Activity: Only the lines from the one containing "hillside. Tag each instance with a single point." through the final line of the entries below are wanted, each copied exactly.

** Opening Data to use block **

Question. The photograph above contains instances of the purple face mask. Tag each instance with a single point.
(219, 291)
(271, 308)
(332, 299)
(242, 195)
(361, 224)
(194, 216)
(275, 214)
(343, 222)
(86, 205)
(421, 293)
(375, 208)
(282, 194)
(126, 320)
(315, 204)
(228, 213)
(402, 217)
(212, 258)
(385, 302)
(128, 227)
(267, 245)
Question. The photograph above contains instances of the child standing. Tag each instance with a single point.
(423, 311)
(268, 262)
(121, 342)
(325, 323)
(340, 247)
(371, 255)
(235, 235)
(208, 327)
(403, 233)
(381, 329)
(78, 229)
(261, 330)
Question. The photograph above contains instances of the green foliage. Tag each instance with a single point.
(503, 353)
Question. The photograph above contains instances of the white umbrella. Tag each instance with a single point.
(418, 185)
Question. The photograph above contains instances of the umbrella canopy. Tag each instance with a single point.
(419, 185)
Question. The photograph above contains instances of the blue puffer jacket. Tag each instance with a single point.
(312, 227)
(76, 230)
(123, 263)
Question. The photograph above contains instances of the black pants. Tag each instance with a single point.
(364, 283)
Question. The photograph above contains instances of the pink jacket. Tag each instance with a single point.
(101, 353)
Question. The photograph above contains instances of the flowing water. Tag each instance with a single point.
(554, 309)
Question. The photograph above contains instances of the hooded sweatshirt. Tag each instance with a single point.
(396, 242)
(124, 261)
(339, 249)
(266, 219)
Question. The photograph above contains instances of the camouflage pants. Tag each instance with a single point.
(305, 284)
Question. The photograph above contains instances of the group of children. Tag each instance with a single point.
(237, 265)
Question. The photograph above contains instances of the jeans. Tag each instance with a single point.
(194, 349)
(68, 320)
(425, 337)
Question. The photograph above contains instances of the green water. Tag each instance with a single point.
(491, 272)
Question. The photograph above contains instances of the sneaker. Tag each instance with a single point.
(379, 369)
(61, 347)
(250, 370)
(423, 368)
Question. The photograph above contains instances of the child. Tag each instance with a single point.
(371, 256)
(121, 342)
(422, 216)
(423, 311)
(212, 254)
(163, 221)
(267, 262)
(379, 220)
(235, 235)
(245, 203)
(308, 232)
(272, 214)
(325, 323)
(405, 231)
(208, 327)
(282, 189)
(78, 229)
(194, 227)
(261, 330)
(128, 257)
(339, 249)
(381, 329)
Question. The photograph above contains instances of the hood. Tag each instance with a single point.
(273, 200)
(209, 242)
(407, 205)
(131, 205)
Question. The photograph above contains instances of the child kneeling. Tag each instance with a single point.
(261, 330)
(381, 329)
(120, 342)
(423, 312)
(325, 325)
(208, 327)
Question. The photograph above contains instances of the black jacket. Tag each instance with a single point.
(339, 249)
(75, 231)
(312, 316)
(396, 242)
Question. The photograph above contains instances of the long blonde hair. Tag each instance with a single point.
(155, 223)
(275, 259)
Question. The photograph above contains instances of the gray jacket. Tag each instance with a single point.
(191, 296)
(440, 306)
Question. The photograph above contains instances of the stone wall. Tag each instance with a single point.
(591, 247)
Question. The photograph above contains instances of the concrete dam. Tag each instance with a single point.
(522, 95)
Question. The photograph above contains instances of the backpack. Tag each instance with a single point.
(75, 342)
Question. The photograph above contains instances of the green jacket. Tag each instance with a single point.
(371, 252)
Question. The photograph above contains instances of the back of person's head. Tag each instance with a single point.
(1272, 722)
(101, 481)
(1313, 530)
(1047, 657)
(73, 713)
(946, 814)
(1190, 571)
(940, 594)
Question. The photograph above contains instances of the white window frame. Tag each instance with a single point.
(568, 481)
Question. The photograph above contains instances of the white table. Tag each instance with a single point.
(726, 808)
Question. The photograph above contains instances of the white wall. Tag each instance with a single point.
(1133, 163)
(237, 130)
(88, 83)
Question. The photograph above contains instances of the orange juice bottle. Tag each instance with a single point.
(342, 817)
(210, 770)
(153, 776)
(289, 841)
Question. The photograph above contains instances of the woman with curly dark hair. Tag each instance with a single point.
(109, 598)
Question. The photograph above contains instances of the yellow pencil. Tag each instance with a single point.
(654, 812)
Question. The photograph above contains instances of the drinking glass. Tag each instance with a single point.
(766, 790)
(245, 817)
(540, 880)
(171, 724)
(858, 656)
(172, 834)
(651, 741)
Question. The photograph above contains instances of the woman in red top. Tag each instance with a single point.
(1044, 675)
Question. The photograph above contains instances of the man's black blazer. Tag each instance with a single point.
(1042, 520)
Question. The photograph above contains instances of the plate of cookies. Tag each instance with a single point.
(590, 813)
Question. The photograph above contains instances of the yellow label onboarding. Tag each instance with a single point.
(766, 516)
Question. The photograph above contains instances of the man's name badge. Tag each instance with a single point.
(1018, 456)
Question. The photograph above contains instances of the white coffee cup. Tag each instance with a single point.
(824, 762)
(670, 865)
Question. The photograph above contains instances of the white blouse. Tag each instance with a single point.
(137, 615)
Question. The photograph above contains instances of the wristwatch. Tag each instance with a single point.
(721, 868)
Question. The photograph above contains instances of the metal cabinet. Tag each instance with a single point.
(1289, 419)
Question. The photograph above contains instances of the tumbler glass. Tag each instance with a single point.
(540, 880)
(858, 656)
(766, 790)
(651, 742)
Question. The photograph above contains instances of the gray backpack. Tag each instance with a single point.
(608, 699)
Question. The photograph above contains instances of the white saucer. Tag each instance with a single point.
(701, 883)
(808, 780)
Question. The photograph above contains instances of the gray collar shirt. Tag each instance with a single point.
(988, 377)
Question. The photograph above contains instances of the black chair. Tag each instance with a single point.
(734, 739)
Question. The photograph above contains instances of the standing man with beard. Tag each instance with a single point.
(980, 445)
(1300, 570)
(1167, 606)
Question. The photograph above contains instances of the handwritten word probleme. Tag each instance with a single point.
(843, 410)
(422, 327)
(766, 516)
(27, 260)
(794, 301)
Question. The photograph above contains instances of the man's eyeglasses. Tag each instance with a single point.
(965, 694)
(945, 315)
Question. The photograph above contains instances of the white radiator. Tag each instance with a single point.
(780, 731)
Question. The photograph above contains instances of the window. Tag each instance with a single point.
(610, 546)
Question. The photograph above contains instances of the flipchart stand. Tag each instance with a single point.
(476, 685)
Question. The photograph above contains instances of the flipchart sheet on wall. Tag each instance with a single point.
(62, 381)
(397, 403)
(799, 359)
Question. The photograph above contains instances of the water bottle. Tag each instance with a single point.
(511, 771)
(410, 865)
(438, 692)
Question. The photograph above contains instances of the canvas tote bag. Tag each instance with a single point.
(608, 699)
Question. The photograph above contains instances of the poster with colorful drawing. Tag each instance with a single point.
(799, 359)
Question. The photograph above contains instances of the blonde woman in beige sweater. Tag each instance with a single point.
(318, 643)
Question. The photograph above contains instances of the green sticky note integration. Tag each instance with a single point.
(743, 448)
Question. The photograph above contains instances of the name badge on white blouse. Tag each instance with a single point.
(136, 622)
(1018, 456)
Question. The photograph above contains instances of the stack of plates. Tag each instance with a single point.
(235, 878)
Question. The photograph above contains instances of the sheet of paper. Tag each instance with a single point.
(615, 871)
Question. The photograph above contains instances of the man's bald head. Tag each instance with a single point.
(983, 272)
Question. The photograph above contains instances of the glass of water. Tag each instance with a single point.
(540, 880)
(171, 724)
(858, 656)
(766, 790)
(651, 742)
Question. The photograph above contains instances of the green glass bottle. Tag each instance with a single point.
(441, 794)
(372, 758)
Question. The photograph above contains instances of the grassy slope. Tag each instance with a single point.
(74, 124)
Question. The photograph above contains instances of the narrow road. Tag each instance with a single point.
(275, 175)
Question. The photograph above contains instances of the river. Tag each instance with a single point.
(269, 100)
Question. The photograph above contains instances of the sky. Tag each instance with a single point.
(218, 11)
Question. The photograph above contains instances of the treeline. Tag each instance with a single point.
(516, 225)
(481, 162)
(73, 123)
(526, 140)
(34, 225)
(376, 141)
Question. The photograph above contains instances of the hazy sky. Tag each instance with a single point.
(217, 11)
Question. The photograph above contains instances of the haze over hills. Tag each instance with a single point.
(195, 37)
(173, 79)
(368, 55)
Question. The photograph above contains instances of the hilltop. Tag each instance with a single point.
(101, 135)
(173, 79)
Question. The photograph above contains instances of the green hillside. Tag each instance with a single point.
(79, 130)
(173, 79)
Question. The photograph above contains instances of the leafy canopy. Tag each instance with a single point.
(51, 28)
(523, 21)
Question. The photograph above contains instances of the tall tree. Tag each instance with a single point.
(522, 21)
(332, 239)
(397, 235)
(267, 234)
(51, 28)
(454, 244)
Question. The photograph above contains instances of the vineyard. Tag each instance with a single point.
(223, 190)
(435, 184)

** Closing Data to use block **

Reply:
Question. The photograph above contains instances of the green hillside. Tag each instance with a single point.
(79, 130)
(173, 79)
Question. The photograph above contains instances of the leafy canopy. Tag each instance with a single point.
(51, 28)
(523, 21)
Question. The photograph above contains instances of the tall tree. Tag each instance with a single point.
(522, 21)
(332, 239)
(397, 235)
(267, 234)
(51, 28)
(454, 244)
Question. The photograph above contains instances of the vineyard. Tag each instance with a single point.
(223, 190)
(435, 184)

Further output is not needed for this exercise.